* WHAT THE TASK REQUIRES
Write out the data below exactly as given, without any of its pictures.

* THE RECORDS
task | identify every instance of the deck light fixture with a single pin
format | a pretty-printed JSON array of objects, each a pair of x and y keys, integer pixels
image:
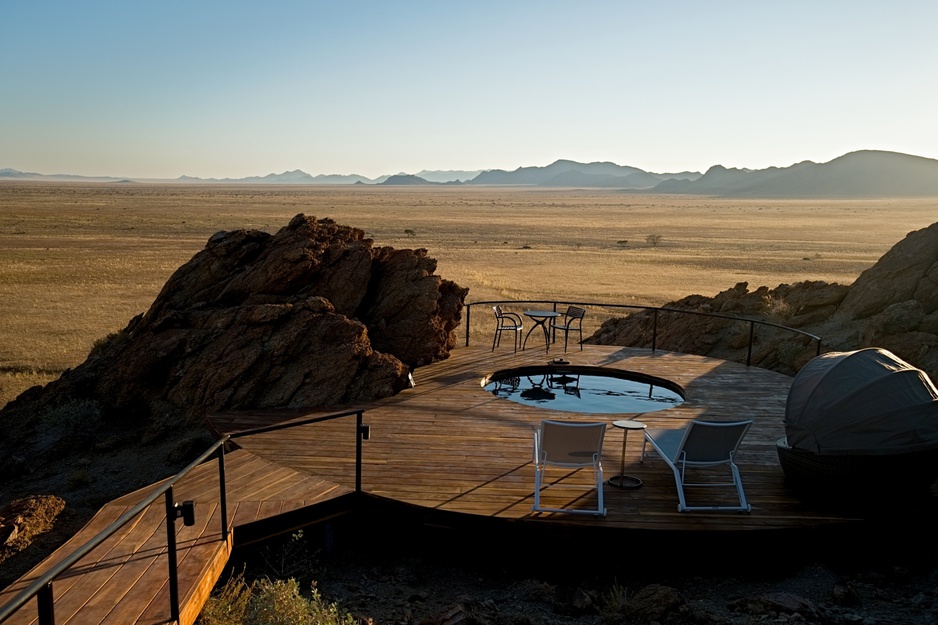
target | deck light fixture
[{"x": 186, "y": 510}]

* FINAL ANSWER
task | identify every instance of the deck light fixture with a single pin
format | a pretty-printed JSON array of objects, each a pair of x and y keys, integer pixels
image:
target | deck light fixture
[{"x": 186, "y": 510}]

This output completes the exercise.